Location labeling records
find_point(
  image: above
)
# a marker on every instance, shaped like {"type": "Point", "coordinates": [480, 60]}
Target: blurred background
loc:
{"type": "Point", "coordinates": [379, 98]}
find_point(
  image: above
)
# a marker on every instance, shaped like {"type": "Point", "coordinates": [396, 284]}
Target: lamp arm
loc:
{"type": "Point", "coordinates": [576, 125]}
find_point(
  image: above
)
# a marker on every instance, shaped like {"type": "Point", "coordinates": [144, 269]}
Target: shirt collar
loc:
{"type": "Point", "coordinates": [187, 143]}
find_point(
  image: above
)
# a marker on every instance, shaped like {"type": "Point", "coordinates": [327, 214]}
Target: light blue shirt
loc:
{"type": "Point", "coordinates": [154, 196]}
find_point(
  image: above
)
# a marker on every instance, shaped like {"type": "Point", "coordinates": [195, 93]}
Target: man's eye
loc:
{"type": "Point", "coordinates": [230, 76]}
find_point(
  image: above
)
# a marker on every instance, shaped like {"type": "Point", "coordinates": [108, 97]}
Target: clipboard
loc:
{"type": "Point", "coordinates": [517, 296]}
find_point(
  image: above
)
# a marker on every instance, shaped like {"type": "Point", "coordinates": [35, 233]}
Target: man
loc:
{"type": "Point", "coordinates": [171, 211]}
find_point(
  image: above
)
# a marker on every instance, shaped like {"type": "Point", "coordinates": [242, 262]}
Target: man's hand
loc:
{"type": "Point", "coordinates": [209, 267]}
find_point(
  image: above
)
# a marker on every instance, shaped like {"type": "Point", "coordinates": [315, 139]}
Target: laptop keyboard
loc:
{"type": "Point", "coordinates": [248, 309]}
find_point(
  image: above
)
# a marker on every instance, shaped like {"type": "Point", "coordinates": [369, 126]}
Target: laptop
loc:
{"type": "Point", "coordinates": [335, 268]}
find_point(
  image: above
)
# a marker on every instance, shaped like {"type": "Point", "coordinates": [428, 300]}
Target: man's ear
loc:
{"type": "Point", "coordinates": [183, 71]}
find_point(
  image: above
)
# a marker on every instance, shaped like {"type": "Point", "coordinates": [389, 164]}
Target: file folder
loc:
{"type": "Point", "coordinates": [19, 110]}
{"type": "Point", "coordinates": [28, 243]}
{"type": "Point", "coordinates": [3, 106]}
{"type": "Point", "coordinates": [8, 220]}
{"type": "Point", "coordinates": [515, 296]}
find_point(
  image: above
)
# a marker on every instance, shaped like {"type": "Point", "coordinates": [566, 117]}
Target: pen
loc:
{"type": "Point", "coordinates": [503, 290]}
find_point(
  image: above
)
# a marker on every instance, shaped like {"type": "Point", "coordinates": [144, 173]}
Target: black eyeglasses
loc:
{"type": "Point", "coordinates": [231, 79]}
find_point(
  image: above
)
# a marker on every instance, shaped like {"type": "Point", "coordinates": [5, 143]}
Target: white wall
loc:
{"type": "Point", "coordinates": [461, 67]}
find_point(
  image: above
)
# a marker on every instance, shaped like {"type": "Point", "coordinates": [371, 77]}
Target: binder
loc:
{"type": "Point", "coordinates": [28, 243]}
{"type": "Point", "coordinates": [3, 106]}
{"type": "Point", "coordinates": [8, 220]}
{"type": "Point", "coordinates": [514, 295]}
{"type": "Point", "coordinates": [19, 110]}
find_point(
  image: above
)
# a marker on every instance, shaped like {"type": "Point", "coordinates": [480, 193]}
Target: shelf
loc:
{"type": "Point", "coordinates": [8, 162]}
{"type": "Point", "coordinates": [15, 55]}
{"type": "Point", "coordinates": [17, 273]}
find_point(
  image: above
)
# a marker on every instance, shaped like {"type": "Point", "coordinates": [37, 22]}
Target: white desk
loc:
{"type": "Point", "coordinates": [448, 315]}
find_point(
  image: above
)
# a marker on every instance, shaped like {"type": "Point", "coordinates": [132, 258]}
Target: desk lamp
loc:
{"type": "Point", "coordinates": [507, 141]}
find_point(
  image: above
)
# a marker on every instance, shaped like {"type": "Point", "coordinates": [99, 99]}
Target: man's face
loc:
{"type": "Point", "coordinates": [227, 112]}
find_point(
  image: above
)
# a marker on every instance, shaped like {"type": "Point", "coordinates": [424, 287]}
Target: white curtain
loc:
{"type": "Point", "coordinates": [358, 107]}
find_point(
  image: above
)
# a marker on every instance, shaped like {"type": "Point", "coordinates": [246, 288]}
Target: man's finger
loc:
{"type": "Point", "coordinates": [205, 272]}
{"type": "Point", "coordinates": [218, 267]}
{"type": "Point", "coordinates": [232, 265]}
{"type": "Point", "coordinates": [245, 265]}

» Directive:
Pick out every line in the items above that contains the word "white" and copy each one.

» Correct output:
Target: white wall
Target: white desk
Target: white curtain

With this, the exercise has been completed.